» **ENTRIES SHOWN**:
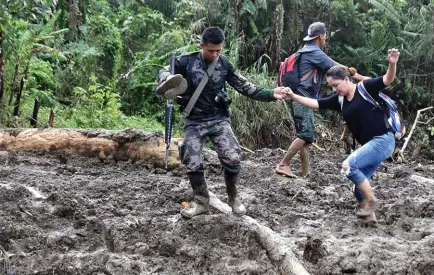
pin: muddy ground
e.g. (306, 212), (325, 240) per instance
(0, 146), (434, 275)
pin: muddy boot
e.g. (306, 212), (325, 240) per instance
(356, 197), (380, 217)
(225, 170), (246, 216)
(164, 78), (187, 99)
(300, 145), (309, 178)
(181, 172), (209, 219)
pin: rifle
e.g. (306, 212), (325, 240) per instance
(164, 53), (176, 170)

» **WHAT YOU SHOULD DO**:
Turn every line of the records above into a numbered list. Skip blank lines and leave out the pictures.

» **THE RESPONSE**:
1. pin: muddy ground
2. e.g. (306, 212), (325, 240) per instance
3. (0, 146), (434, 275)
4. pin: muddy boot
5. e.g. (306, 212), (325, 240) per instance
6. (356, 197), (380, 217)
7. (225, 170), (246, 216)
8. (164, 78), (187, 99)
9. (300, 145), (309, 178)
10. (181, 172), (209, 219)
11. pin: rifle
12. e.g. (306, 212), (325, 240) per instance
13. (164, 53), (176, 170)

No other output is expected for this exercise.